**WORK REQUIRED**. Copy out, from the data below, each line in which the word "bubble" occurs.

**PROVIDED DATA**.
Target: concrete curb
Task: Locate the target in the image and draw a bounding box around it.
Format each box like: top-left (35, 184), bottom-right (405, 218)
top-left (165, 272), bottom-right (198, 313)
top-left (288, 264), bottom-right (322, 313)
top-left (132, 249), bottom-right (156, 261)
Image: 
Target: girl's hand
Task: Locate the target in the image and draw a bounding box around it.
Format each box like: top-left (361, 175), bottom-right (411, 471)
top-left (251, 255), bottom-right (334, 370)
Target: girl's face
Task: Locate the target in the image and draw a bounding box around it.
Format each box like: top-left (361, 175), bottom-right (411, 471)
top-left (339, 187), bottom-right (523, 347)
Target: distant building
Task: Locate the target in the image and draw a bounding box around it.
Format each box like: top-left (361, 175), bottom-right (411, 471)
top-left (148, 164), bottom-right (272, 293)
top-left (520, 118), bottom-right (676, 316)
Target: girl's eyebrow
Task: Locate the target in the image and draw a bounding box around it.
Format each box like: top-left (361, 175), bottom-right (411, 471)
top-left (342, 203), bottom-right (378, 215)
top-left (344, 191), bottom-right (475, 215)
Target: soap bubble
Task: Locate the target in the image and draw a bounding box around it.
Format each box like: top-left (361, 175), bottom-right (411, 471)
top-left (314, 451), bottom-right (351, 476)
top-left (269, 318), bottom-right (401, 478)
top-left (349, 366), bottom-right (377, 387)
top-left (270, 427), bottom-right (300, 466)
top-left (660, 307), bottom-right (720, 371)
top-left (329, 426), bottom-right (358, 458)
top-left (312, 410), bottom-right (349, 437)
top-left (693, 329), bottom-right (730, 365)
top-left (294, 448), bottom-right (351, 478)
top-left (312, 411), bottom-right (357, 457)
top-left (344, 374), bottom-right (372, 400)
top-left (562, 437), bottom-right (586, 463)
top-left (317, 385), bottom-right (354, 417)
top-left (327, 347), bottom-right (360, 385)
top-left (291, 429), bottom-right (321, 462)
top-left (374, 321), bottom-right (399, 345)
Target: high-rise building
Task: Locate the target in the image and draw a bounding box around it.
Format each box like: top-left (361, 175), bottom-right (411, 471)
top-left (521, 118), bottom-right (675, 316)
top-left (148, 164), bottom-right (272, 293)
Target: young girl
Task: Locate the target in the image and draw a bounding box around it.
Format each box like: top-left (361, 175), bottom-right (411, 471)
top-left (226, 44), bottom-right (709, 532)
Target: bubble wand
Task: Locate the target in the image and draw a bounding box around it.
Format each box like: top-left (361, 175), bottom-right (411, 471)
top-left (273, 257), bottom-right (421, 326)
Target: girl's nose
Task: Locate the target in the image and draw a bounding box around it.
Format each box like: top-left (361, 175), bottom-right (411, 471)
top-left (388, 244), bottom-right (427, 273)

**TASK RESPONSE**.
Target: soap bubble
Target: bubble wand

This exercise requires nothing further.